● Activity
Your answer must be every line of the data below that holds the string "black", copied exactly.
━━━
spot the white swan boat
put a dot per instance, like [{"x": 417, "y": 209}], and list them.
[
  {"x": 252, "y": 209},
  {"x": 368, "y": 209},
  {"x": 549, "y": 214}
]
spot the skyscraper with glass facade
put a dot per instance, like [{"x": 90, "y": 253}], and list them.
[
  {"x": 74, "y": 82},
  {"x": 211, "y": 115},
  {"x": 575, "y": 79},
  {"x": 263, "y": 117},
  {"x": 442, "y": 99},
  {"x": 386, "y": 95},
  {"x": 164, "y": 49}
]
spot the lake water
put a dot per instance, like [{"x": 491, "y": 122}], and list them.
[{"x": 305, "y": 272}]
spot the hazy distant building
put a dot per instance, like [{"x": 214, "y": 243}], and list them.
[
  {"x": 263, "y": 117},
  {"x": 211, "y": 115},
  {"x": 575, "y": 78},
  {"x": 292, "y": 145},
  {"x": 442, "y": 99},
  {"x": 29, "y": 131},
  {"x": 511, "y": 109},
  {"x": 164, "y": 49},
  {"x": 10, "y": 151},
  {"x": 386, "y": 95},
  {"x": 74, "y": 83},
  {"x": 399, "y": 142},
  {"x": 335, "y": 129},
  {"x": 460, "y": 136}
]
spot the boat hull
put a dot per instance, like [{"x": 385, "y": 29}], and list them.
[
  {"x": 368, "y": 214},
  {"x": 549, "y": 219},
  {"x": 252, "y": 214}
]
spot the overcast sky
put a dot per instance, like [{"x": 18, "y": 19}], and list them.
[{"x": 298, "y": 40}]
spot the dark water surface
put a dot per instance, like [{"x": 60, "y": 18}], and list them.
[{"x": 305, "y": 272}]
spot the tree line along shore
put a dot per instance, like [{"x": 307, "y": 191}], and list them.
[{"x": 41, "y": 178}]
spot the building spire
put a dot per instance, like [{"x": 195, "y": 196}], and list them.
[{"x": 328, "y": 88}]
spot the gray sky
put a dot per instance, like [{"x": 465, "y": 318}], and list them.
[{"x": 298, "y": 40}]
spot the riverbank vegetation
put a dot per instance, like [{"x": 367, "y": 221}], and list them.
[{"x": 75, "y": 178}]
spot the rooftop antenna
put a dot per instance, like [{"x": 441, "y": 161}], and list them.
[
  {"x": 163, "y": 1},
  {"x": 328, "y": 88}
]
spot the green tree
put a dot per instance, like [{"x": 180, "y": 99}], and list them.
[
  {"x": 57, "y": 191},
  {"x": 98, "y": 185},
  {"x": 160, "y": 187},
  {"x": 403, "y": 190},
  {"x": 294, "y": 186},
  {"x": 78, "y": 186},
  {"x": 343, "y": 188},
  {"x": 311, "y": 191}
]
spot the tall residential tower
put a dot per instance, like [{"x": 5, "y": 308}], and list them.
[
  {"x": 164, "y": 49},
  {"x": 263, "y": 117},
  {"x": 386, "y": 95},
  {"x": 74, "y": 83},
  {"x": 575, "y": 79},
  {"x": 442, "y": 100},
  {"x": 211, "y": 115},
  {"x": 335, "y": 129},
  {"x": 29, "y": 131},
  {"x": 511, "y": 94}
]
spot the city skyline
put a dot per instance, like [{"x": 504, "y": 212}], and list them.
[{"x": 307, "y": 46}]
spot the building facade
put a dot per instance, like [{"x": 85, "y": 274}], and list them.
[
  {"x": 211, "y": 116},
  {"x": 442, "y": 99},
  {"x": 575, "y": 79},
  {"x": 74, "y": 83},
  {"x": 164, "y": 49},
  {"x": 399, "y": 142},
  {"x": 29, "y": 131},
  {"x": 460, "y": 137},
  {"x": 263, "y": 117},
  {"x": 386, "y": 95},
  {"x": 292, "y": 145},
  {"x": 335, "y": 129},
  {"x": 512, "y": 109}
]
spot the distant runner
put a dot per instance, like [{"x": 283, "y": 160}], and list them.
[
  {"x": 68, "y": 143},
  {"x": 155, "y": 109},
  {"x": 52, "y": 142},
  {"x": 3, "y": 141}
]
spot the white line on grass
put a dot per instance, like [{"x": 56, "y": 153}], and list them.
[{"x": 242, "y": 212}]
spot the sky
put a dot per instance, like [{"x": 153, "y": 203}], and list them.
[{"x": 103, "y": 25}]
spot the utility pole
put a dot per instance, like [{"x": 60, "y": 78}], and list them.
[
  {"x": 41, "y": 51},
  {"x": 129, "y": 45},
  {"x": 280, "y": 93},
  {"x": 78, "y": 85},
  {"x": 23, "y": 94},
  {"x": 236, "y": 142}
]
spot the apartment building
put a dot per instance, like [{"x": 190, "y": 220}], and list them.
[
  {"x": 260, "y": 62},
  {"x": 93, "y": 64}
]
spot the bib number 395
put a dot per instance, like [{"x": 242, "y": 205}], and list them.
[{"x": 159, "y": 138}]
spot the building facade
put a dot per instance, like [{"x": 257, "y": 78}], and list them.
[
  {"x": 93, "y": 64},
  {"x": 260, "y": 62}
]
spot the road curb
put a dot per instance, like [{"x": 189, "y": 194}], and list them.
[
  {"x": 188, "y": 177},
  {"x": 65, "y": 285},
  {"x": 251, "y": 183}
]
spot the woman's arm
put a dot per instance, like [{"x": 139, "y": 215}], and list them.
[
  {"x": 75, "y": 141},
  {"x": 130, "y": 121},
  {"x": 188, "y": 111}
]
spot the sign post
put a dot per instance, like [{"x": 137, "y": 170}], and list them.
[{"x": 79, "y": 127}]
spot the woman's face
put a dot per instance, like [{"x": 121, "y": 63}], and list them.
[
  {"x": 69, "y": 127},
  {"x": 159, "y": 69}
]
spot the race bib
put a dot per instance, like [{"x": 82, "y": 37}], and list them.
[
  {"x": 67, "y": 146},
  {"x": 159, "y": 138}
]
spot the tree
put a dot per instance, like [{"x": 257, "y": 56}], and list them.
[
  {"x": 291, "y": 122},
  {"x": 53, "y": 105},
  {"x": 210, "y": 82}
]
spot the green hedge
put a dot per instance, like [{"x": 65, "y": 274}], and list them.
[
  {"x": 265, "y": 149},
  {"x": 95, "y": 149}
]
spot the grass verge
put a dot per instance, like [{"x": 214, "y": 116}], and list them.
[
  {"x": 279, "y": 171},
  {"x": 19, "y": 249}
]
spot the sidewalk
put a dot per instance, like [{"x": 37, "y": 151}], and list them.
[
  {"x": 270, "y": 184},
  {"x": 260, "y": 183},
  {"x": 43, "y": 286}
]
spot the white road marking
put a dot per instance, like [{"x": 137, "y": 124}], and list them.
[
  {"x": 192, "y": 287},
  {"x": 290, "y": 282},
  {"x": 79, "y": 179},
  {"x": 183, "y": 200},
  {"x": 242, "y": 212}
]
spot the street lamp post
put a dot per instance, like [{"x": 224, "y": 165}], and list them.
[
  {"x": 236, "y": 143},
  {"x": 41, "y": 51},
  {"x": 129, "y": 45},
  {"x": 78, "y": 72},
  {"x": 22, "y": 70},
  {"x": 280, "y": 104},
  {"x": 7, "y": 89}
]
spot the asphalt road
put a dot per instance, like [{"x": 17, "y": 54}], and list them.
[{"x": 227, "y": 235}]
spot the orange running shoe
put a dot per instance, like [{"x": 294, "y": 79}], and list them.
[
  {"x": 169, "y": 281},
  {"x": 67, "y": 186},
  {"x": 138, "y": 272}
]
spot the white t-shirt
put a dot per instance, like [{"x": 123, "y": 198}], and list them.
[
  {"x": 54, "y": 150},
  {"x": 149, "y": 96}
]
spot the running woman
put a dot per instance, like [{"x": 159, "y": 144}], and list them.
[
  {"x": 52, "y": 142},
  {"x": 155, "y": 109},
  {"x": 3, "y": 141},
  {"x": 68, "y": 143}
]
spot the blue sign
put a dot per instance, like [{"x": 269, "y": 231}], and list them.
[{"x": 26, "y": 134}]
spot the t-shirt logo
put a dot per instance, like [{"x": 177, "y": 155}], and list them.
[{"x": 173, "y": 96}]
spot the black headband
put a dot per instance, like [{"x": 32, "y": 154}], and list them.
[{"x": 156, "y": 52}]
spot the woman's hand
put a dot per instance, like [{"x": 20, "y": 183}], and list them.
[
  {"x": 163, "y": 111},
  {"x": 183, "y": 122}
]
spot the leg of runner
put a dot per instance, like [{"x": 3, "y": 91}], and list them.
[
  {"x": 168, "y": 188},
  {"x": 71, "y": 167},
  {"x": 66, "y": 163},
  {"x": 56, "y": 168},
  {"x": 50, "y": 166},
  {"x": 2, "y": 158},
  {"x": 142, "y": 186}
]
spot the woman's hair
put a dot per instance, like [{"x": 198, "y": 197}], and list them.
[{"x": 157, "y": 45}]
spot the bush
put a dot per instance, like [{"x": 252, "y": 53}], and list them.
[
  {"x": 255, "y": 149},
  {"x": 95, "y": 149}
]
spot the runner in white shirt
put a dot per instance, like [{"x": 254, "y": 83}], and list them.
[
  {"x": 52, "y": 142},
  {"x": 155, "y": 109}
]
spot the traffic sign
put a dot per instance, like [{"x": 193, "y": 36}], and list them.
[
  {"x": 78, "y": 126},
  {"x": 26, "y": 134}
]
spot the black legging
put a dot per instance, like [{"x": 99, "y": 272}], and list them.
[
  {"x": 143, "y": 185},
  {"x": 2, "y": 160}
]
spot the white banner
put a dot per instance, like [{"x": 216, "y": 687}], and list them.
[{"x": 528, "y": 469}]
━━━
● Exercise solution
spot the black headband
spot the black legging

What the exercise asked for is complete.